GIVEN TEXT |
════════════════

After finishing the Moldies and Meatbops trilogy, I was compelled to check this fourth installment (in the now-tetralogy) out from the public library. I am certainly glad I didn't pay for it because, while the novel was fun to read, it was also not as wild, innovative, or thought-provoking as its three predecessors. It basically felt like one of those tacked on, pay-the-mortagage kind of books. Whereas there was a significant time lapse between each of the first three installments of this series, this novel begins mere months after the concluding events in Freeware. The first half of the book is given over to a half-baked story involving a Tongan monarch, a homicidal pseudo-Limey, a lunar girl with questionable taste in men, while the second comprises a too-fast-to-be-true love affairs of not one, but two, couples. Realware, the only interesting thing in the novel, takes a back seat to these plots for most of the novel.

Yet, it is the concept of realware, the culmination of Rucker's "life as information" idea, that makes the book interesting and worth reading. Realware is an alien technology that is able to build anything material (including living things) from the ground up, so to speak. Although it is never explained completely (being one of those technologies that is advanced enough to be indistinguishable from magic), it seems to be a form of nanotechnology whose workings somehow derive from higher-dimensional physics. Rucker's love of the 4th (and higher) dimensions comes into play in the novel, as does his sense of spirituality (though it is a bit more saccharine than is his wont). The idea of realware is definitely interesting, and Rucker sees it as a technology that humanity still won't be ready for in a half-century. (Looking at the contemporary state of the world, I hesitate to disagree, but I digress.)

Yet he does not allow this rather pessimistic appraisal of humanity's capacity to deal with the end of scarcity rain on the reader's parade. Instead, the Metamartians (i.e., the cosmic ray information aliens from the conclusion of Freeware) come to the rescue like the proverbial cavalry or deus ex machina. Tears are shed, the world is saved, and warm smiling California sunshine reigns.

════════════════

SUPPLIED RECORDS |
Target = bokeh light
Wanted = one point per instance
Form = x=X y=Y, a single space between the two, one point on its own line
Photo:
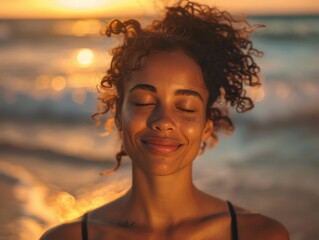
x=85 y=56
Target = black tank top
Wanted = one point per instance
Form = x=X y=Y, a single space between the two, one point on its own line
x=232 y=213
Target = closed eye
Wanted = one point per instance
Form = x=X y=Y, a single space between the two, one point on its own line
x=143 y=104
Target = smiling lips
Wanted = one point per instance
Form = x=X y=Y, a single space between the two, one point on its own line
x=161 y=145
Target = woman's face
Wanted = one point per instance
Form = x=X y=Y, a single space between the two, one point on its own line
x=163 y=119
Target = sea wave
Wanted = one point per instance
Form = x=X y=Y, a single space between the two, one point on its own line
x=31 y=195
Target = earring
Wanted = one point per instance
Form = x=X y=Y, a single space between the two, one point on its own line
x=202 y=148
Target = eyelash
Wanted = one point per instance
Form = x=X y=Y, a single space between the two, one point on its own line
x=150 y=104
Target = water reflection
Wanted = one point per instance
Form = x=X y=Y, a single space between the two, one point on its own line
x=85 y=56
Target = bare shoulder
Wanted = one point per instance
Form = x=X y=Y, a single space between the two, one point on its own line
x=67 y=231
x=256 y=226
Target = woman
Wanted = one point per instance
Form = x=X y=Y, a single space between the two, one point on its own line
x=168 y=87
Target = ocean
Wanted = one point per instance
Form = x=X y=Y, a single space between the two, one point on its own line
x=51 y=152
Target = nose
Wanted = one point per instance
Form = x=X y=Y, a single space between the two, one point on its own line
x=162 y=120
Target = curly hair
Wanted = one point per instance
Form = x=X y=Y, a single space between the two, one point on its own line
x=214 y=39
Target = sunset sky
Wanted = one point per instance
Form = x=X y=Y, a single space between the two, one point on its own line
x=110 y=8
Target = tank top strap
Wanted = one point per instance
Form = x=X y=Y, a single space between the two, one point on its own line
x=84 y=227
x=232 y=213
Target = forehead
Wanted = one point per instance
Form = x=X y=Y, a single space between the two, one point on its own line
x=168 y=70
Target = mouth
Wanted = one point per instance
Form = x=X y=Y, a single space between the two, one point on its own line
x=161 y=146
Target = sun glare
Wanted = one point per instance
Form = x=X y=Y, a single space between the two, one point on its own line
x=85 y=56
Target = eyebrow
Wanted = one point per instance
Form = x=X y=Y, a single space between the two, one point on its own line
x=144 y=87
x=178 y=92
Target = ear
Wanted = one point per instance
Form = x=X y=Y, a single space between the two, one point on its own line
x=207 y=130
x=118 y=123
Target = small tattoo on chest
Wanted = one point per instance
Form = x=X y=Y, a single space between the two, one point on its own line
x=125 y=224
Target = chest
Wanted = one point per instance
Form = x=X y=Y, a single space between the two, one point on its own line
x=211 y=230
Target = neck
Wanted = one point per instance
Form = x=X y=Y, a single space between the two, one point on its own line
x=162 y=201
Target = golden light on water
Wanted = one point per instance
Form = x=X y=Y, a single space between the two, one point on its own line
x=79 y=96
x=67 y=207
x=42 y=82
x=85 y=56
x=283 y=91
x=78 y=28
x=58 y=83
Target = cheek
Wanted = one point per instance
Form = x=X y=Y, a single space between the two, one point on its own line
x=192 y=128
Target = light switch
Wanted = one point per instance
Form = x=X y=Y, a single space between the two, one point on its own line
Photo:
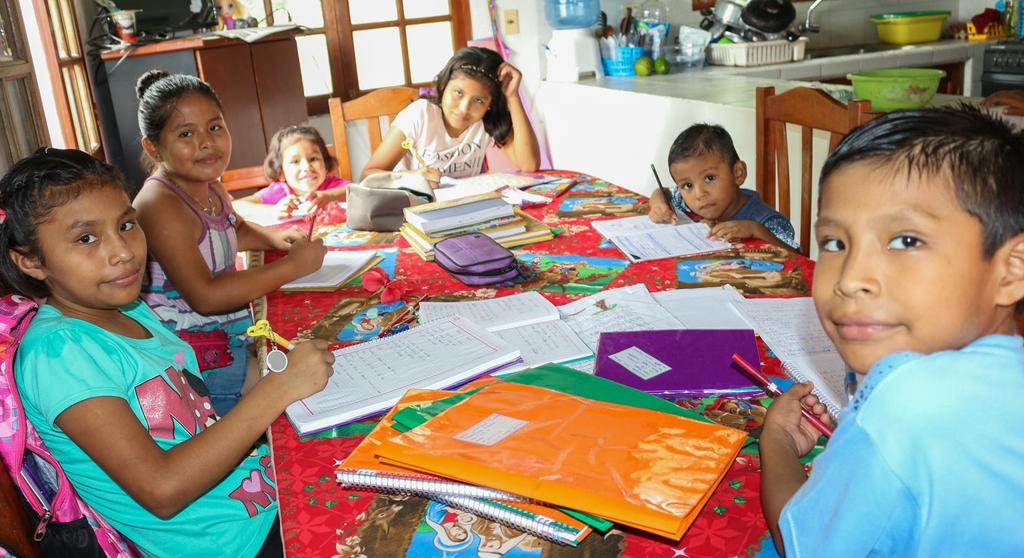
x=511 y=18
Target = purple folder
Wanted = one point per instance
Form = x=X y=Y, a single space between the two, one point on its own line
x=678 y=362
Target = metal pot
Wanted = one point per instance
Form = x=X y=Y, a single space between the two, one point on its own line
x=768 y=15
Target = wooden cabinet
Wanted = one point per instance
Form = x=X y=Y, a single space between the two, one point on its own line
x=259 y=86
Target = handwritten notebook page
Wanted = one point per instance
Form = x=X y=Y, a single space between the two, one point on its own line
x=496 y=313
x=371 y=377
x=708 y=308
x=624 y=309
x=791 y=328
x=545 y=342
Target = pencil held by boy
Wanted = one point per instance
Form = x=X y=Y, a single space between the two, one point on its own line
x=115 y=395
x=476 y=104
x=920 y=279
x=708 y=172
x=300 y=169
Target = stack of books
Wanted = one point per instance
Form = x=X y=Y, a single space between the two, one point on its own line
x=485 y=213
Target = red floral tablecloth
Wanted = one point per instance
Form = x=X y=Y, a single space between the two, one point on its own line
x=318 y=518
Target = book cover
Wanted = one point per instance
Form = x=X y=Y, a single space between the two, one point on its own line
x=645 y=469
x=678 y=362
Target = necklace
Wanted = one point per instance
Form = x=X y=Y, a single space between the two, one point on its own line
x=209 y=198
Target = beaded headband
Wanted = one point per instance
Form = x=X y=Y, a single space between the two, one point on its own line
x=473 y=69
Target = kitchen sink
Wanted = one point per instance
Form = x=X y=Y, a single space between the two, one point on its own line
x=851 y=50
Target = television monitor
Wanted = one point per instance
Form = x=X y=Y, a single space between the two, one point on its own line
x=169 y=16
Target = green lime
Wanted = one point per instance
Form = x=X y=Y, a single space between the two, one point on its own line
x=662 y=66
x=644 y=66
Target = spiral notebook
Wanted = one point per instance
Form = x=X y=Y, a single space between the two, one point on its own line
x=371 y=377
x=361 y=471
x=791 y=329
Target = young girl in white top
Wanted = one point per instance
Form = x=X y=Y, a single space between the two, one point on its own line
x=194 y=232
x=477 y=104
x=115 y=395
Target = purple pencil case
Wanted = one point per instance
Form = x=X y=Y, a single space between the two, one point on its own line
x=476 y=259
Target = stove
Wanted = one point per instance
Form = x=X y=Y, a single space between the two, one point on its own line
x=1004 y=67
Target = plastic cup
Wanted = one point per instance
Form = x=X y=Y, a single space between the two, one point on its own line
x=124 y=25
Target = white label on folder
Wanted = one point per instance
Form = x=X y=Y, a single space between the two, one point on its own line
x=639 y=362
x=492 y=430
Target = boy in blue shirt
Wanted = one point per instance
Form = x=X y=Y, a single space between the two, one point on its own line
x=921 y=229
x=708 y=173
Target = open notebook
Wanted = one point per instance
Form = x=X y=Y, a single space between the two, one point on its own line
x=371 y=377
x=339 y=267
x=791 y=329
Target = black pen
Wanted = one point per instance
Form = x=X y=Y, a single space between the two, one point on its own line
x=665 y=191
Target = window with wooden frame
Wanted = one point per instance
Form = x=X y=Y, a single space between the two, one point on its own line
x=68 y=68
x=352 y=46
x=23 y=129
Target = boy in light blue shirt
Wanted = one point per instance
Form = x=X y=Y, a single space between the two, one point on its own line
x=921 y=230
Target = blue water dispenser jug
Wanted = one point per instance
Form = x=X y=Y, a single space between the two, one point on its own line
x=572 y=50
x=571 y=13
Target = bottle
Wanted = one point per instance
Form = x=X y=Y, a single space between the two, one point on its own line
x=571 y=13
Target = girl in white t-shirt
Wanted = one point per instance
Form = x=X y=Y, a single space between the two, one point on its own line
x=477 y=104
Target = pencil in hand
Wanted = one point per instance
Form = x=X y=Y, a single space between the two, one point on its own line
x=773 y=390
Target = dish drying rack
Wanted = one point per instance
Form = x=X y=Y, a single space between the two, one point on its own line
x=760 y=53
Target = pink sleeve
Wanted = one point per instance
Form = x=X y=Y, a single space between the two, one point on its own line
x=273 y=194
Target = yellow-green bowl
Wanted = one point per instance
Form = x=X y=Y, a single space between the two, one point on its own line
x=894 y=88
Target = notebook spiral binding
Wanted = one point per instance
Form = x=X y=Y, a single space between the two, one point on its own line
x=479 y=501
x=398 y=483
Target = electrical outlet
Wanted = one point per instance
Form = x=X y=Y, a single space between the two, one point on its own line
x=511 y=18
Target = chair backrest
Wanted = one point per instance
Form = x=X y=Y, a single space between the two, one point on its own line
x=811 y=110
x=381 y=102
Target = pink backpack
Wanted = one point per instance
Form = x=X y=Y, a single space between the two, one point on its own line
x=67 y=525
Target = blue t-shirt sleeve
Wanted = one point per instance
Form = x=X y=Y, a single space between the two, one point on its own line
x=66 y=367
x=851 y=505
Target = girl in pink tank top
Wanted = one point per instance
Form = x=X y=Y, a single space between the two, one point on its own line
x=193 y=231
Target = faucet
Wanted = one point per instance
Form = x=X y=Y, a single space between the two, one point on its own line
x=807 y=26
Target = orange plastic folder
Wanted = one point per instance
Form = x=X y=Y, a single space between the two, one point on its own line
x=369 y=473
x=646 y=469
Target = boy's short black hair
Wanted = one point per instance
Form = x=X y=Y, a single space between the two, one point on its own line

════════════════

TASK INSTRUCTIONS |
[A] Do these statements agree with the review of Realware? (i) The reviewer paid for the book. (ii) The novel opens mere months after the concluding events in Freeware. (iii) Rucker explains realware completely.
[B] Can you extend the review of Realware from the point where it stops?
The records play no part in what follows.

OUTPUTS BY TASK |
[A]
(i) No: "I am certainly glad I didn't pay for it"
(ii) Yes: "this novel begins mere months after the concluding events in Freeware"
(iii) No: "Although it is never explained completely"

[B]
(This review was originally written on September 28, 2006.)

Exhilarating SF tour de force---brings "cyberpunk" from the neck down



Moldies & meatbops: Three *ware novels : Software ; Wetware ; Freeware
Rudy Rucker
Doubleday Direct, 1997

This volume collects three of the four novels in Rudy Rucker's intellectually stimulating and thoroughly enjoyable *Ware series: Software, Wetware, and Freeware. The arc of these three novels carries the reader from the dawn of the 21st century, when humanity's lunar robots reprogrammed themselves for freedom and consciousness, to the middle of the century, the radical future of artificial life, and beyond. In Rucker's mostly optimistic vision of the near-future, robots (from the Czech word for "slave", remember) give way to self-directing boppers (and human-dominated asimovs), who in turn pave the way for the quasi-organic moldies, who themselves become the staging ground for something far more transcendent. Meanwhile, humanity tries as best it can to keep pace with its new neighbors while inadvertently catalyzing their evolution from time to time. An exhilarating intellectual romp!

Rucker's novels work on so many levels that it beggars description. His intellectual and philosophical speculations about the nature of conscious life itself provide the skeleton, his joycean linguistic inventiveness enrobes his fresh ideas in strange flesh, and his sheer joy at being embodied succeeds both in animating his creation and in bringing the genre of science fiction, which has long been decidedly cognitively top-heavy, from the neck down. This is science fiction for people who love the raw stickiness and smelliness of physical existence. Moldies and Meatbops, or, more properly, the novels collected therein, easily ranks as Rucker's SF masterpiece.